Die Fokussierung auf diese drei Innovationsfelder habe den Vorteil, dass alle drei Ströme in integrierten Bioraffinerien koexistieren könnten, wobei jede Biomassefraktion verwertet würde und kreislauffähige, kohlenstoffarme Rohstoffe für Chemikalien, Materialien und Ernährung geschaffen würden.

Aktueller Stand und Ausblick

Derzeit befindet sich das IPCEI „Biotechnologie“ in der Entwurfs- und Konsultationsphase. Die erste Konsultationsphase wurde im August dieses Jahres abgeschlossen. Sie dient als Vorbereitung auf die Vorprüfung, das IPCEI Fiche, mit dem die EU-Kommission bewertet, ob das IPCEI das geeignete Mittel der Wahl ist, große, hochinnovative Vorhaben im Bereich der Biotechnologie voranzutreiben. Dabei werden die Pläne des IPCEI „Biotechnologie“ im Vergleich zu den ebenfalls in der Entwurfsphase befindlichen IPCEI „Critical Raw Materials“ und „Clean Connected and Autonomous Vehicles“ schneller vorangetrieben, was die Bedeutung der Biotechnologie weiter unterstreicht.

■ Gesammelte Daten ■

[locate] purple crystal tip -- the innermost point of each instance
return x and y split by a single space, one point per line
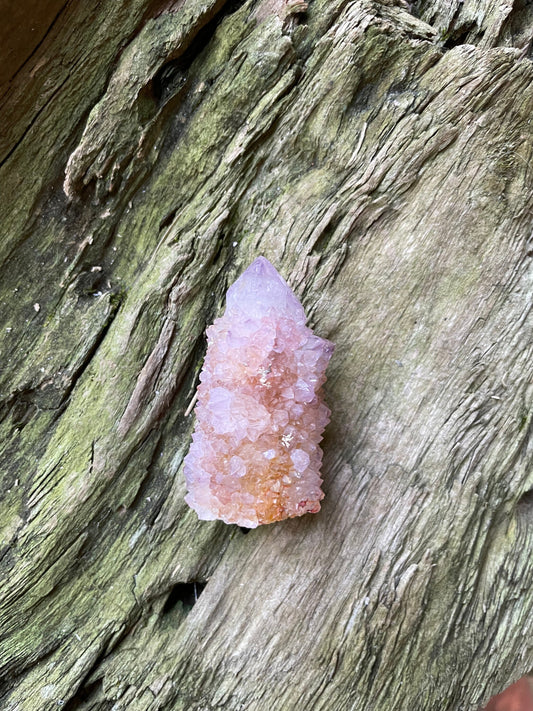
255 456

■ Arbeitsauftrag ■
Wann wurde laut dem Textauszug zum IPCEI „Biotechnologie“ die erste Konsultationsphase abgeschlossen?

■ Ergebnis ■
Im August dieses Jahres.